Could you render all of the records below as a numbered list, leaving out any blank lines?

**Supplied information:**
┌────────

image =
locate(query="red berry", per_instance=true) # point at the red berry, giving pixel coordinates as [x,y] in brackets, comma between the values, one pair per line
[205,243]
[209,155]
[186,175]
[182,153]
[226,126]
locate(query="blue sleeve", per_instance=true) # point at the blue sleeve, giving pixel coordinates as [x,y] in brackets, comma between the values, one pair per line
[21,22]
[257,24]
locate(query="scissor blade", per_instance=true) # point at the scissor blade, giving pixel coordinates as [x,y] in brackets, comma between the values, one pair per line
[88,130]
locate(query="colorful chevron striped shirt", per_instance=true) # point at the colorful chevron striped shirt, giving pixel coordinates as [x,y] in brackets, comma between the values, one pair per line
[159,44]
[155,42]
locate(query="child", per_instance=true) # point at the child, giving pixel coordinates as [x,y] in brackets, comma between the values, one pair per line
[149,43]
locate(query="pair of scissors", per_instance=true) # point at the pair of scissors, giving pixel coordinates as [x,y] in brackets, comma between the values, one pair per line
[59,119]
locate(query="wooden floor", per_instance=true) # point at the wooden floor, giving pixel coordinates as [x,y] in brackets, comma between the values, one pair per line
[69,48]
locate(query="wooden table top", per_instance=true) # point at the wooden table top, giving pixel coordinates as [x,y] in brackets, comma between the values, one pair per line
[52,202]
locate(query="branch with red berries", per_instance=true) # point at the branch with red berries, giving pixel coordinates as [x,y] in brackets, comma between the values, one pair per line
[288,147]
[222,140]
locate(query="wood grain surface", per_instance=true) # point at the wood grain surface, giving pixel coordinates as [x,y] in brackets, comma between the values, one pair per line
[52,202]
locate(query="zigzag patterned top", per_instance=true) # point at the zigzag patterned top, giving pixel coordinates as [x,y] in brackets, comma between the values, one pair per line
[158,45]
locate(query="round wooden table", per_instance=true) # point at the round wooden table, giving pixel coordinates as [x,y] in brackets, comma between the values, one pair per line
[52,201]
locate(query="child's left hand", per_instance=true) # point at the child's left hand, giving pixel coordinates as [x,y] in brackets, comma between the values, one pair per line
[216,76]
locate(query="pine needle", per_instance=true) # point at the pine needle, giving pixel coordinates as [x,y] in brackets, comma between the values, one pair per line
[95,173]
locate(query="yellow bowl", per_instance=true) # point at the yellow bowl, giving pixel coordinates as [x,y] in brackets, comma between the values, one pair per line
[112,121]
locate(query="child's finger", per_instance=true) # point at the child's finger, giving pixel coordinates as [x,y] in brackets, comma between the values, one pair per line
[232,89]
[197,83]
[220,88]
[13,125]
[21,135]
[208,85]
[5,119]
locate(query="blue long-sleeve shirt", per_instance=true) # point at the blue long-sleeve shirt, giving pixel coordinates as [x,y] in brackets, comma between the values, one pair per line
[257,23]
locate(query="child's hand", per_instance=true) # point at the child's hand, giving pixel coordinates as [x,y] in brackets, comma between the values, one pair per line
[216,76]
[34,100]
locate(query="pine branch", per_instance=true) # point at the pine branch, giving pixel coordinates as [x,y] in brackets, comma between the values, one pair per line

└────────

**Reply:**
1. image =
2. locate(query="red berry", per_instance=true) # point at the red berry, giving pixel coordinates as [x,y] in brackets, comma between the values, one pair per line
3. [205,243]
4. [209,155]
5. [186,175]
6. [182,153]
7. [226,126]
8. locate(query="blue sleeve", per_instance=true) # point at the blue sleeve, giving pixel coordinates as [x,y] in brackets, comma between the values, one pair per line
9. [21,22]
10. [257,24]
11. locate(query="scissor blade", per_instance=true) # point at the scissor blade, giving pixel coordinates as [x,y] in brackets, comma between the values, one pair per line
12. [88,130]
13. locate(query="colorful chevron striped shirt", per_instance=true) # point at the colorful chevron striped shirt, giving pixel coordinates as [x,y] in brackets, comma between the values, one pair per line
14. [159,44]
15. [155,42]
16. locate(query="child", per_instance=true) # point at the child, giving pixel coordinates as [x,y] in brackets, comma between the values, one pair per line
17. [149,43]
18. locate(query="pair of scissors", per_instance=true) # point at the pair of scissors, giving pixel coordinates as [x,y] in brackets, comma between the values, one pair per line
19. [59,119]
20. locate(query="wooden floor", per_instance=true) # point at the wooden floor, giving pixel coordinates as [x,y] in brackets, comma between the values, one pair per line
21. [69,48]
22. locate(query="wooden table top", per_instance=true) # point at the wooden table top, giving pixel coordinates as [x,y] in brackets, comma between the values, one pair per line
23. [52,202]
24. locate(query="branch with red berries", per_instance=true) # point at the branch with red berries, giving pixel coordinates as [x,y] in brackets, comma between the values, one pair per line
25. [288,147]
26. [222,140]
27. locate(query="wood grain surface", per_instance=true) # point at the wood grain surface, giving pixel coordinates as [x,y] in brackets, comma between the values, one pair per line
28. [52,202]
29. locate(query="zigzag patterned top", per_instance=true) # point at the zigzag patterned top, giving pixel coordinates as [x,y] in brackets, comma between the values, one pair per line
30. [158,45]
31. locate(query="round wooden table", per_instance=true) # point at the round wooden table, giving pixel coordinates as [x,y] in brackets, comma between the values, one pair per line
32. [52,201]
33. locate(query="child's left hand", per_instance=true) # point at the child's left hand, giving pixel coordinates as [x,y] in brackets, comma between the values, one pair per line
34. [216,76]
35. locate(query="pine needle", per_instance=true) # point at the pine needle, giving pixel coordinates as [x,y] in brackets, comma between the values, one pair per line
36. [95,173]
37. locate(query="yellow bowl", per_instance=true) # point at the yellow bowl, giving pixel coordinates as [x,y] in brackets, comma between the values, one pair per line
38. [112,121]
39. locate(query="child's finger", per_instance=true) # point at the child's finger, giving pixel coordinates as [x,y] in brackets, comma between the values, one pair per line
40. [232,89]
41. [197,83]
42. [220,88]
43. [13,125]
44. [21,135]
45. [208,85]
46. [5,119]
47. locate(query="blue long-sleeve shirt", per_instance=true) # point at the blue long-sleeve shirt, giving pixel coordinates as [x,y] in brackets, comma between the values, one pair per line
48. [257,23]
49. locate(query="child's hand", per_instance=true) # point at the child's hand, giving pixel coordinates as [x,y] in brackets, comma between the values, one pair per line
50. [216,76]
51. [34,100]
52. locate(query="pine branch", per_instance=true) # point at the pine branch, giving pixel coordinates as [x,y] in brackets, comma between the values, one pair per line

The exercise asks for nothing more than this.